#### SELECTED EXCERPT
==================================================
“Hadoop” is an open-source software framework for storage and large scale data processing on clusters of homogenous computers. “MapReduce” is a programming model that may be used in Hadoop clusters for processing large data sets in parallel.
The present application may be more fully appreciated in connection with the following detailed description taken in conjunction with the accompanying drawings, in which like reference characters refer to like parts throughout, and in which:
It is appreciated that certain terms are used throughout the following description and claims to refer to particular system components. As one skilled in the art will appreciate, technology companies may refer to a component by different names. This document does not intend to distinguish between components that differ in name but not function. In the following discussion and in the claims, the terms “including” and “comprising” are used in an open-ended fashion, and thus should be interpreted to mean “including, but not limited to . . . .”Also, the term “couple” or “couples” is intended to mean either an indirect, direct, optical or wireless electrical connection. Thus, if a first device couples to a second device, that connection may be through a direct (wired or wireless) connection or through an indirect connection via other devices and connections.
The following discussion is generally directed to a job scheduler in a system that includes a multicore system. The multicore system described herein may be a heterogeneous multicore system meaning that the system includes at least two different types of cores. The job scheduler described herein takes advantage of the heterogeneous nature of the multicore system to more efficiently schedule and process jobs such as “MapReduce” jobs.
Data centers face diverse computing needs. Some jobs to be executed are time-sensitive meaning their completion deadline is mission critical. An example of a time-sensitive job is a job involving direct user interaction. If a user is directly interacting with software, the user is waiting for a response and the time lag for the software to provide the result should be as short as possible. Other jobs, such as batch processing jobs, may be less time-sensitive in that their completion deadline is not as critical as more time-sensitive jobs.
Systems that include homogenous processor cores (i.e., all processor cores being identical) may not be the most effective at processing largely diverse jobs. A system-on-a-chip (SoC) may include one or more multicore processors. All of the cores may be the highest speed cores available at the time of manufacture. Such cores may be beneficial for processing time-sensitive jobs. However, such high speed cores consume more power than lower speed cores. A given power budget for an SoC, therefore, limits the number of high speed cores that can be included on a given SoC. Consequently, an SoC with high speed cores may only be able to have relatively few of such cores. Conversely, an SoC may include lower speed cores. Such cores consume less power than their higher speed counterparts, thereby permitting an SoC to include a larger number of such lower speed cores for the same power budget. However, lower speed cores may not be satisfactory for processing time-sensitive jobs.
==================================================
#### SUPPLIED DATA
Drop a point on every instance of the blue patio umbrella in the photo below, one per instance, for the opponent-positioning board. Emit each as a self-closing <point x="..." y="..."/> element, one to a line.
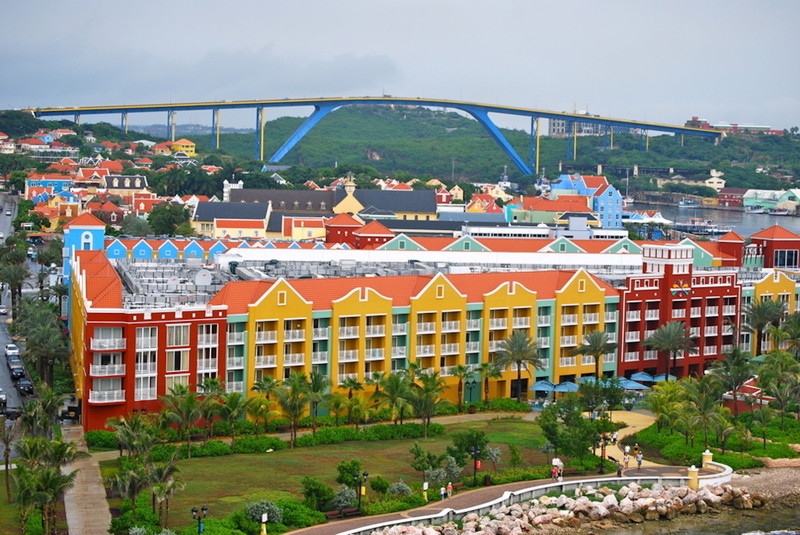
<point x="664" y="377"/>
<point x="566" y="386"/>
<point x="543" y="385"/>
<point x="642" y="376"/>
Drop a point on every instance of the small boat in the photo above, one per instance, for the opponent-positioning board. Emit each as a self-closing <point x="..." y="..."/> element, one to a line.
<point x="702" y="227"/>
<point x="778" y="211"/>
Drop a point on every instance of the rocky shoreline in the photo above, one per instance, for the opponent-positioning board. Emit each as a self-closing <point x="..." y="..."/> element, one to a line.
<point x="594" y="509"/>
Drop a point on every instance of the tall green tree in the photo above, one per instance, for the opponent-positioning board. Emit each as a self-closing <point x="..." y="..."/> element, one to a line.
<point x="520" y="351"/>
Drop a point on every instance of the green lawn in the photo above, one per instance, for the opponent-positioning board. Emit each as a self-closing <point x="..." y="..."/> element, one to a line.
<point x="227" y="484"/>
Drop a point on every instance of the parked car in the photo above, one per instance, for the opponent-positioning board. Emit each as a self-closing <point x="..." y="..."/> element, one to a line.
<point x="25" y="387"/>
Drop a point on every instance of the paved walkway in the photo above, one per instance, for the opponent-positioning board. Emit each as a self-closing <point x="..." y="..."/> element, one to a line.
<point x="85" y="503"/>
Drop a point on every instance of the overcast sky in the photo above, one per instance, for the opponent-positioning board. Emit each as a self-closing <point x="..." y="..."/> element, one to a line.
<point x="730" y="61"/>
==================================================
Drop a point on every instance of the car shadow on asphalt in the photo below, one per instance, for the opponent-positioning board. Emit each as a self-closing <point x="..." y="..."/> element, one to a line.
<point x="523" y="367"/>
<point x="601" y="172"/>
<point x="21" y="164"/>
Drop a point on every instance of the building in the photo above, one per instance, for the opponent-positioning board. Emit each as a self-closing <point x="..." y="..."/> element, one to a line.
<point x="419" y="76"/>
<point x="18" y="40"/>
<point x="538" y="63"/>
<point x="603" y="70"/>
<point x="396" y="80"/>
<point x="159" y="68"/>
==================================================
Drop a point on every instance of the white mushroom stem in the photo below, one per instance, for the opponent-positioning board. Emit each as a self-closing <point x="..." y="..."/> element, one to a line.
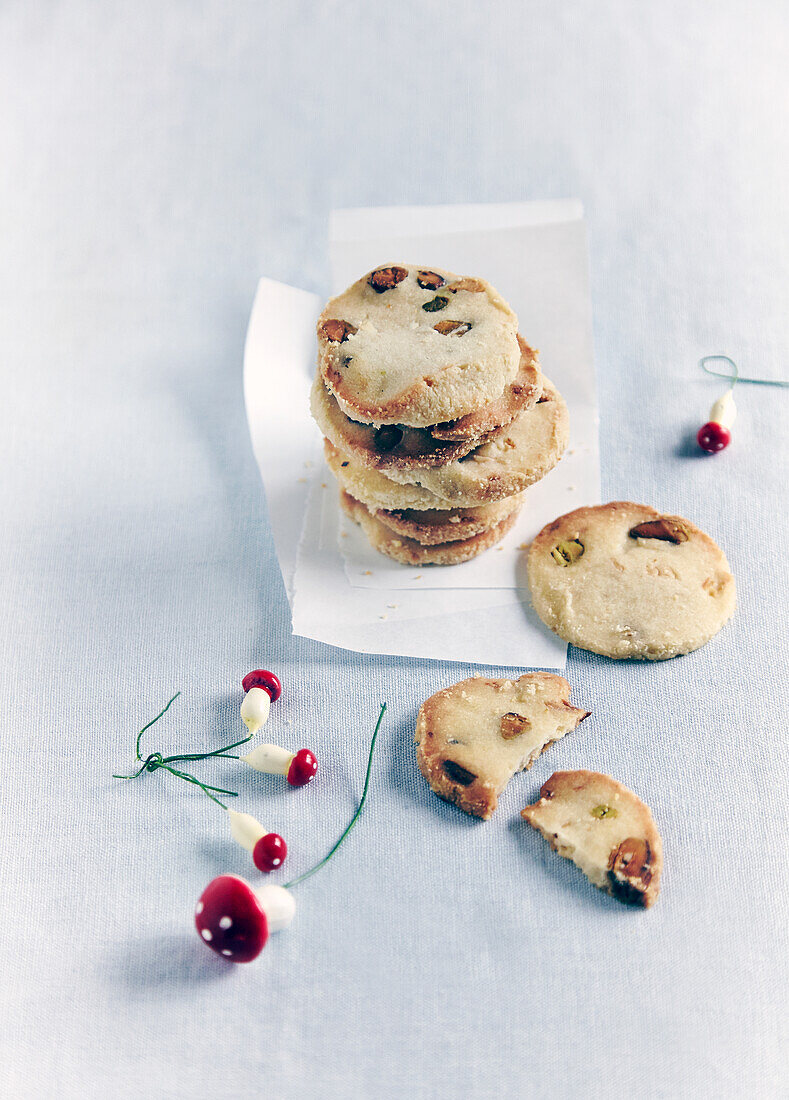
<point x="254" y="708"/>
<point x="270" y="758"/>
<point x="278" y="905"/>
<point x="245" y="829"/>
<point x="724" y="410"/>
==================================================
#### GIVEN REQUEST A
Return the part of the passage on heterogeneous multicore job scheduling starting with "Data centers face" and going on through "more time-sensitive jobs.".
#### GIVEN REQUEST B
According to the passage on heterogeneous multicore job scheduling, what limits the number of high speed cores that can be included on a given SoC?
The records are material kept apart from the passage on heterogeneous multicore job scheduling.

#### EXERCISE ANSWER A
Data centers face diverse computing needs. Some jobs to be executed are time-sensitive meaning their completion deadline is mission critical. An example of a time-sensitive job is a job involving direct user interaction. If a user is directly interacting with software, the user is waiting for a response and the time lag for the software to provide the result should be as short as possible. Other jobs, such as batch processing jobs, may be less time-sensitive in that their completion deadline is not as critical as more time-sensitive jobs.

#### EXERCISE ANSWER B
A given power budget for the SoC limits it.